> Request a
Convert the rows, from their first line through the line containing "[[197, 85, 212, 125], [311, 56, 335, 97]]", into a numbered list with blank lines omitted.

> Supplied text
Pepsico moving left and right throughout its system to address regenerative ag practices across its supply chain, while simultaneously making commitments that 100% of its packaging will be recyclable, compostable and biodegradable by 2025. The company understands the role of supply chain in emissions performance and is working to address challenging issues there. In a recent interview Denise Lefebvre, Pepsico senior vice president of R&D said, “we are prioritizing, investing in and expediting projects to build a more circular, inclusive economy.”
The path to sound strategy
Asking and answering better questions leads to improved thinking about strategy and brand mission.
Here are ten examples we use in planning:
- What do you stand for?
- How relevant and differentiating is it?
- How compelling and credible is it?
- What promise are you making?
- Do you have the right products to deliver on that promise?
- How are they positioned to deliver on your promise?
- Are corporate goals and objectives aligned with the mission?
- How does this impact your most important sources of business growth?
- Based on this, who are your most valuable customers?
- What should customers believe to help you achieve your goals?
Sound strategy can be served from a seemingly crazy idea
At one point in time Molson beer, Canada’s largest domestic beer brand, was suffering greatly in the U.S. import beer market. Molson had sold distribution rights to another U.S. brewer who proceeded to park the brand in its import portfolio and let it flounder there unsupported. Share declines were inevitable. The Molson leadership team stepped in and repurchased the distribution rights, formed a joint venture with Coors for distribution, and created a new company, Molson USA (MUSA), to handle marketing and sales.
Having formerly represented Molson’s chief competition, Labatt Blue, we pursued Molson and won the assignment to help MUSA rebuild the brand. Improved strategy came into play as we worked to enhance brand relevance and awareness. It’s important to note that in the beer business, distributors and wholesalers play a decisive role in the fortunes of any brand working to refuel growth, especially one with an uninspiring report card.
- Molson did more than 80% of its US volume in nine markets close to the Canadian border. To gain momentum the brand needed to extend its footprint in other high velocity import beer markets. To do that we needed to do something dramatic that would capture the attention of distributor decision makers in other key import beer destinations.

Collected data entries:
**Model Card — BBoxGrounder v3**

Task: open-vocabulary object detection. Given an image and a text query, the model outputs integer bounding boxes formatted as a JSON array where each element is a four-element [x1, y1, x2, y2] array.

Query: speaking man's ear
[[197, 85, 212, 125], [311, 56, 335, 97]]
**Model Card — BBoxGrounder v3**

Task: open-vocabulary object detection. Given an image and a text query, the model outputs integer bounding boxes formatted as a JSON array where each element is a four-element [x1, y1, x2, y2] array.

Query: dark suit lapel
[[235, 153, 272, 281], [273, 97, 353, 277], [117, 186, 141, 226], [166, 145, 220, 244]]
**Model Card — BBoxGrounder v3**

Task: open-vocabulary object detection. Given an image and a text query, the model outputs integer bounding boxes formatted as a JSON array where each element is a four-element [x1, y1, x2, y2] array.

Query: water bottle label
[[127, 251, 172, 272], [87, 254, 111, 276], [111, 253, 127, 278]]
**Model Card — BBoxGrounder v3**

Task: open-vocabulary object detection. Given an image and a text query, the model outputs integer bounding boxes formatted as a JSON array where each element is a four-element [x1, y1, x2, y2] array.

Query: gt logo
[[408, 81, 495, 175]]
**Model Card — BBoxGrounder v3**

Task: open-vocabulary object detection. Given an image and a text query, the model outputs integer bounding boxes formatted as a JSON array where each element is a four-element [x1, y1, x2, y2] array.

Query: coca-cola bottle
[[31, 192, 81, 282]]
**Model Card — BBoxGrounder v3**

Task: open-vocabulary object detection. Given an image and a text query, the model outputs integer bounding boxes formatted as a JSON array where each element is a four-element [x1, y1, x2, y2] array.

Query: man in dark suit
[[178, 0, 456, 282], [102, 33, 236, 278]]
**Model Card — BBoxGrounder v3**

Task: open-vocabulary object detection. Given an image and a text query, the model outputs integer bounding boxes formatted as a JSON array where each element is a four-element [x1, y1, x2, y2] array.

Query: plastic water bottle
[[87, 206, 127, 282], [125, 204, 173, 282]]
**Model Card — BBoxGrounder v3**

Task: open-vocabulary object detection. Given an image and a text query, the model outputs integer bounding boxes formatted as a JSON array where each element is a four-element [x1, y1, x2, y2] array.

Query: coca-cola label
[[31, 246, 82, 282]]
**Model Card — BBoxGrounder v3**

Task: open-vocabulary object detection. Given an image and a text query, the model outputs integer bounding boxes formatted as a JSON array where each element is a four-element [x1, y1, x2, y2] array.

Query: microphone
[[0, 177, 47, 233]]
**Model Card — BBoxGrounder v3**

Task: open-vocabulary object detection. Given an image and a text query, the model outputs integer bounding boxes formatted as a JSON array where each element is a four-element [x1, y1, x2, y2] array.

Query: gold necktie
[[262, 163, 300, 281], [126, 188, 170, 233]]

> Request b
Carry on the brand strategy text from its final sentence.

> Exercise output a
1. **Model Card — BBoxGrounder v3**
2. Task: open-vocabulary object detection. Given an image and a text query, the model outputs integer bounding boxes formatted as a JSON array where each element is a four-element [x1, y1, x2, y2] array.
3. Query: speaking man's ear
4. [[197, 85, 212, 125], [311, 56, 335, 97]]

> Exercise output b
Molson Chiller Beach Party in Miami
Want to demonstrate brand legs and relevance? Move 1,400 miles south of your core territory into one of the nation’s most important import beer markets and generate traction. Molson Chiller Beach Party was an event concept built around iconography of snow and ice, with a heavy helping of an electronic music concert (The Chemical Brothers). But how could we capture the imagination of the industry while engaging young adult import drinkers in Miami?
We did something a little crazy but informed by a sound strategic mission: We wanted to generate awareness across the nation with a modest budget, and then push that effort directly to distributors. Stay with me on this – we put 270 tons of snow on Miami Beach in July. Surprisingly the machinery to do this exists. We rented a satellite video production truck and brought a video crew to the beach. Using large hoses and cameras pointed skyward, we filmed what appeared to be a freak snowstorm on South Beach. We asked young people (the target audience) nearby to join in the fun and make snow angels and snow men while attired in their bathing suits (proof its real snow).
Meanwhile we edited a 60-second video news package in the truck entitled “Freak Snowstorm in Miami.” At 2:15 pm we released a story and photos to Associated Press on the project. At 3:00 pm we uploaded the video package to satellite distribution ahead of 6 pm newscasts. Molson signage existed in the footage. Our goal to secure voiceover that the snowstorm was staged by Molson Beer as part of a concert event. The video news package was unique enough to get aired in over 100 markets. We quickly assembled a highlight reel of the news coverage around the U.S. and moved it to distributors as part of an on-premise promotions incentive package.
Molson’s business results turned around in the US supported by a novel move to generate news coverage a beer brand would normally never receive. We helped demonstrate how the brand was working to attract attention (among prime consumers of import beer) in a market far from its traditional home turf. What may have looked like a one-off consumer facing event strategy was in reality a move to gain investment priority from distributors.
Strategy, purpose, mission – and results
Asking the right questions, looking at the brand and business at its fundamental foundation of what it stands for and how best to elevate and differentiate it from others in the competitive set, can lead to outsized business results.
Oh one other thing, the Molson video and AP photo package was gobbled up by Miami news media. The resulting wave of attention drove thousands to the Chiller Beach Party and accounts nearby who were all featuring Molson products – happy distributor.
If you think it’s time for an evaluation of your strategic game plan and brand outreach, use this link and let’s connect.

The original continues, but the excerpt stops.